> Qué se pide:
Identifica y copia cada línea del material que contenga la palabra "dress", teniendo en cuenta las mayúsculas y minúsculas.

> Material para procesar:
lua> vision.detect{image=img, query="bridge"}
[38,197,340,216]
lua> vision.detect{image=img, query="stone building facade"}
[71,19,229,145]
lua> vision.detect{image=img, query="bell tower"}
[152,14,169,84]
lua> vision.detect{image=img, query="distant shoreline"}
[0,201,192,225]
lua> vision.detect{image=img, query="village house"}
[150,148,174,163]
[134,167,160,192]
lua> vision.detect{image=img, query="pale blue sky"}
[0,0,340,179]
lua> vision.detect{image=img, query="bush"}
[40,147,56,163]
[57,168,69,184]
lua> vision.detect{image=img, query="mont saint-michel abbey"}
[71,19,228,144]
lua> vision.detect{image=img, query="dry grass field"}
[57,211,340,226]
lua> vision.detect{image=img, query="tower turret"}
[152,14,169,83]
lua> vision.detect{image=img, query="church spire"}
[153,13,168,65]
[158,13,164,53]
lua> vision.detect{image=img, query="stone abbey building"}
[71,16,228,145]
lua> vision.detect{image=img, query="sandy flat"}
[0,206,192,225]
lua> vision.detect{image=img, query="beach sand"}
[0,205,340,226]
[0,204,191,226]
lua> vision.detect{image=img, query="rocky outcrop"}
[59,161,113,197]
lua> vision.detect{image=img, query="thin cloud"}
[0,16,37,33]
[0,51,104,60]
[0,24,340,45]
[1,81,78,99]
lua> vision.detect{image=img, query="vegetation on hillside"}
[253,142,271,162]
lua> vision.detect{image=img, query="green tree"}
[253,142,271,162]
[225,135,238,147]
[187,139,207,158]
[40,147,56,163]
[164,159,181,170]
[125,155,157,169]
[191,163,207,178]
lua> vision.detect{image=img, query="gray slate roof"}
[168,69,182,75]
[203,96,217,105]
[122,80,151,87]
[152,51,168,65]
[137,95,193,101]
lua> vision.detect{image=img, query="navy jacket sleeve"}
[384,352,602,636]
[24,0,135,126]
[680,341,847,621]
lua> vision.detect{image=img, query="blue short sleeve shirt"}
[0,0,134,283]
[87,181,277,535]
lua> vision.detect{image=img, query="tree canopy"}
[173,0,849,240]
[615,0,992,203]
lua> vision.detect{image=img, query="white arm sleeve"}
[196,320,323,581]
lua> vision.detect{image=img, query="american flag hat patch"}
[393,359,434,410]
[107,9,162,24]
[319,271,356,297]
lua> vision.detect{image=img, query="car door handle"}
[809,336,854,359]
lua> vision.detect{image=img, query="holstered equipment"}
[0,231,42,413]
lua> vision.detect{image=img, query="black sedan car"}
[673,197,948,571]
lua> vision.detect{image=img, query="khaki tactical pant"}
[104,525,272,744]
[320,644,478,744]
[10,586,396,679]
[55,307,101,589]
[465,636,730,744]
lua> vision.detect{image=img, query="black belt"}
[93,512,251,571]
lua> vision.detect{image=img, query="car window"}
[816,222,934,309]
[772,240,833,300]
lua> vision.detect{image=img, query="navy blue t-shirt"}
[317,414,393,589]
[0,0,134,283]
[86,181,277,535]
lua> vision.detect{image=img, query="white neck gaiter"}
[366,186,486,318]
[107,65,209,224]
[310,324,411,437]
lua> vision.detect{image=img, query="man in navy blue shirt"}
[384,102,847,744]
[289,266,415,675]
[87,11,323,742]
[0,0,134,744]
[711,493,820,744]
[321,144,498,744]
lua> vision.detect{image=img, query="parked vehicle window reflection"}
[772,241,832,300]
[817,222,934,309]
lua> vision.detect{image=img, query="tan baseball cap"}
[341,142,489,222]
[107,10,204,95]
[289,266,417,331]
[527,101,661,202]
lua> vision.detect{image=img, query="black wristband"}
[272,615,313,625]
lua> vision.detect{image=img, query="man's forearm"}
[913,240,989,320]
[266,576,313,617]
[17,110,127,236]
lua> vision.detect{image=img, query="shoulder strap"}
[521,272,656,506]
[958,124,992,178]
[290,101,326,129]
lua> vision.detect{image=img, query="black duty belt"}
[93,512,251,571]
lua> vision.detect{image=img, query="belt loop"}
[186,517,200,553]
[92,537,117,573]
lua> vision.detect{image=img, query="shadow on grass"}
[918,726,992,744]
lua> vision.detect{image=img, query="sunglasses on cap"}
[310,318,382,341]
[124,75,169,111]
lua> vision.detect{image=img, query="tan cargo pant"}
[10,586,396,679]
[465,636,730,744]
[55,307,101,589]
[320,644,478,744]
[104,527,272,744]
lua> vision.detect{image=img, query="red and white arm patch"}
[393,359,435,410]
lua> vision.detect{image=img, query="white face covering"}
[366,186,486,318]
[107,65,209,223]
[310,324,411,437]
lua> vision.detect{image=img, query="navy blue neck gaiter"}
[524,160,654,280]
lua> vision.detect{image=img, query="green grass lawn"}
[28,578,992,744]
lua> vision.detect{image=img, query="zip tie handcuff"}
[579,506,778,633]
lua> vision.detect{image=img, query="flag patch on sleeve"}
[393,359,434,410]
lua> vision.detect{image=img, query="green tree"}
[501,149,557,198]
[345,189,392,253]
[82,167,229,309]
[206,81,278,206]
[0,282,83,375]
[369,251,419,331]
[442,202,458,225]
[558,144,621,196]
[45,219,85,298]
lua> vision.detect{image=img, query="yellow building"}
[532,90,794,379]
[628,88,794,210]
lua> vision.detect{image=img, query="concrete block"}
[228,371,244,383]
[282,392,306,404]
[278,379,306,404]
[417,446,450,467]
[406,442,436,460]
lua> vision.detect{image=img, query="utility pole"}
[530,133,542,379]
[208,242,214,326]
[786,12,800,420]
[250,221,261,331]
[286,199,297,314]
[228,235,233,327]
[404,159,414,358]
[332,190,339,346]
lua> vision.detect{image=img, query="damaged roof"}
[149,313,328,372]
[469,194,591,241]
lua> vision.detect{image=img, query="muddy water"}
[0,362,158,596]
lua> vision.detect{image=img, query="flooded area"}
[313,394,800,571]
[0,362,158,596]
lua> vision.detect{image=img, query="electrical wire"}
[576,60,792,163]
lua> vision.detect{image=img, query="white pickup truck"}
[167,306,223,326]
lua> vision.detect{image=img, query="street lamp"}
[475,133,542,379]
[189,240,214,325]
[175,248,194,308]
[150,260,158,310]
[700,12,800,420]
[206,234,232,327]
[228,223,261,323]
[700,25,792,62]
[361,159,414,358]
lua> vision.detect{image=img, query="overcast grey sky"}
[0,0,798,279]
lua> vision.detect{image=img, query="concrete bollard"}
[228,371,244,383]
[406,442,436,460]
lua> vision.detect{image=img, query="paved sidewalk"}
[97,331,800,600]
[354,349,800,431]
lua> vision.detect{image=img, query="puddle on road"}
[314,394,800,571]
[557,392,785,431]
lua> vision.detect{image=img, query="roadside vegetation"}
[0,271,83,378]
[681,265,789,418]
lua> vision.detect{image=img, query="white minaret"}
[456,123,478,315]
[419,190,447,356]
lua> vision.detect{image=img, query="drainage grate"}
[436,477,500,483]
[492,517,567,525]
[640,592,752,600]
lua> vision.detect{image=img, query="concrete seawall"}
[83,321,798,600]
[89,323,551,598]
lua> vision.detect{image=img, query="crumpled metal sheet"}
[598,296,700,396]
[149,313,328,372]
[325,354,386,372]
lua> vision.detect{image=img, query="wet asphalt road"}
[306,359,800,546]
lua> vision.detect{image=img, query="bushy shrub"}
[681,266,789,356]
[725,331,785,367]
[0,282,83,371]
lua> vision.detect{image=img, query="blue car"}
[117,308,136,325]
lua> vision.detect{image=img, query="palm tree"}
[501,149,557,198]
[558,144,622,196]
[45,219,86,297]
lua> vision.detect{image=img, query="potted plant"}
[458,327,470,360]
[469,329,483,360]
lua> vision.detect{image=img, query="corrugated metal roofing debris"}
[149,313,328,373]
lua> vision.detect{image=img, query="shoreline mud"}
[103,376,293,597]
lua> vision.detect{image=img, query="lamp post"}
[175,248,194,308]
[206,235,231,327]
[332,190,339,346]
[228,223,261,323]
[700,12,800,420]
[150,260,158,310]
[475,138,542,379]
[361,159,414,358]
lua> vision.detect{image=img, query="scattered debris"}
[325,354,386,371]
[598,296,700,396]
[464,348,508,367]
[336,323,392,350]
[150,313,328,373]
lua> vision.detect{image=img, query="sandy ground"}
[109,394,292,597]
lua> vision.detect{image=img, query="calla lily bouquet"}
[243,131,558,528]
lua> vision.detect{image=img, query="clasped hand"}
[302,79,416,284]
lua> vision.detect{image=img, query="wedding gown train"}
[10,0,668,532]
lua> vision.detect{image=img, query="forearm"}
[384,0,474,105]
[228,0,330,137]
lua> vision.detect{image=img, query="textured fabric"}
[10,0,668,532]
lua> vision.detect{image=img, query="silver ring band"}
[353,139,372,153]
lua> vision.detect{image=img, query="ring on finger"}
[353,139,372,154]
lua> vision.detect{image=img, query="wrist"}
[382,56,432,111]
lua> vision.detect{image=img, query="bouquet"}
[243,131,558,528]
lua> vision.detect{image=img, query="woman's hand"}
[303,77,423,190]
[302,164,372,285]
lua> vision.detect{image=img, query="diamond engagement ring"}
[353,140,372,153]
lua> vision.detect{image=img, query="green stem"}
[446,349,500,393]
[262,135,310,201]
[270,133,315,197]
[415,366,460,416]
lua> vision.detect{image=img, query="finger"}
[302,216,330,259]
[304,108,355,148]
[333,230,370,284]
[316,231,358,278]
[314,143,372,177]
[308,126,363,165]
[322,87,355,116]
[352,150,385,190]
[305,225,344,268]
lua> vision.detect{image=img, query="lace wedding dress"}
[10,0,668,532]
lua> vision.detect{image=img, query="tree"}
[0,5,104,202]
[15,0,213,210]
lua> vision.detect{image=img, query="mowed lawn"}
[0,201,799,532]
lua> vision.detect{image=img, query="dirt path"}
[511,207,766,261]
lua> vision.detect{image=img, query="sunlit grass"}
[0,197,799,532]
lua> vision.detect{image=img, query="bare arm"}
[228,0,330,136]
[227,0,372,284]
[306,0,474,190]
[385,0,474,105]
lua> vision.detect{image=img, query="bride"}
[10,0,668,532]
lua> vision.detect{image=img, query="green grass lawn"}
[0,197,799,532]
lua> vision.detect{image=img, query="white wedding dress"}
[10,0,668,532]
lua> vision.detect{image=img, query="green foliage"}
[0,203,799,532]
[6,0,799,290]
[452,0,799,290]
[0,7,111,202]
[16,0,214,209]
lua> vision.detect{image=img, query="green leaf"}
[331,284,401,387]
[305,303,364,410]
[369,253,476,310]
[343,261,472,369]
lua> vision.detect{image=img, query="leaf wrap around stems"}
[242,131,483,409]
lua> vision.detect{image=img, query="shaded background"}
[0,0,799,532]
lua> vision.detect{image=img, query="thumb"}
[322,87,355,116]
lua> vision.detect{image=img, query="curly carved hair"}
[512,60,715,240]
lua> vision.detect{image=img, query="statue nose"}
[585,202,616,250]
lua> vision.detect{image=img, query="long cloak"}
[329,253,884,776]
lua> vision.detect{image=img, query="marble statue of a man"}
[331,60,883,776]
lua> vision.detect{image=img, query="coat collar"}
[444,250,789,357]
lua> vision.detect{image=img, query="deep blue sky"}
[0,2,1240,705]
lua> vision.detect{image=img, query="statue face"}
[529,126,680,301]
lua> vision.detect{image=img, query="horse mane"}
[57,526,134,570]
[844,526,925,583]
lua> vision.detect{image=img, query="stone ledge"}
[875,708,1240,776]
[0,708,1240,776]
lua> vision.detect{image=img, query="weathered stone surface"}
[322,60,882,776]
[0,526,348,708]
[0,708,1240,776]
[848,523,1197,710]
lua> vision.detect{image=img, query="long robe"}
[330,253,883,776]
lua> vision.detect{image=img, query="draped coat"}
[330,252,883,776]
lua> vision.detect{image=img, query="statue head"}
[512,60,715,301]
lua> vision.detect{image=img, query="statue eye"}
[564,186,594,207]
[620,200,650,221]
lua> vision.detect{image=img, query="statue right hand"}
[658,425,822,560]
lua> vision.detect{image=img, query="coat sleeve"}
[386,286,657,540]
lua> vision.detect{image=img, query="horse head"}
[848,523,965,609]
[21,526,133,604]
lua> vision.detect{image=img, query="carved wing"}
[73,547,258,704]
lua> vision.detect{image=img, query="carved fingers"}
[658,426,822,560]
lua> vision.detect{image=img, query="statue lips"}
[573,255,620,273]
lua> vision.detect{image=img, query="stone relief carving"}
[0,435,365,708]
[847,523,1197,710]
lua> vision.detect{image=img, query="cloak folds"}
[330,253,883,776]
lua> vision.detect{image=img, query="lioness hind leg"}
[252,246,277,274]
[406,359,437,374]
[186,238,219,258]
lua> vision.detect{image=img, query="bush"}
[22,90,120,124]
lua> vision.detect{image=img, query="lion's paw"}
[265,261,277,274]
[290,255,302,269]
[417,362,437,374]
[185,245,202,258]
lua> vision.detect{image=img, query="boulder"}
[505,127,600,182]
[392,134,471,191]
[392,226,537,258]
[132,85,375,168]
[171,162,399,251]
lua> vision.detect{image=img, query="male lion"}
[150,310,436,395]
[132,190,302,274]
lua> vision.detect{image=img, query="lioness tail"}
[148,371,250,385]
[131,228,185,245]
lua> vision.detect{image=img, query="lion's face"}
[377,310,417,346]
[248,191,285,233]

> Respuesta:
lua> vision.detect{image=img, query="lace wedding dress"}
lua> vision.detect{image=img, query="white wedding dress"}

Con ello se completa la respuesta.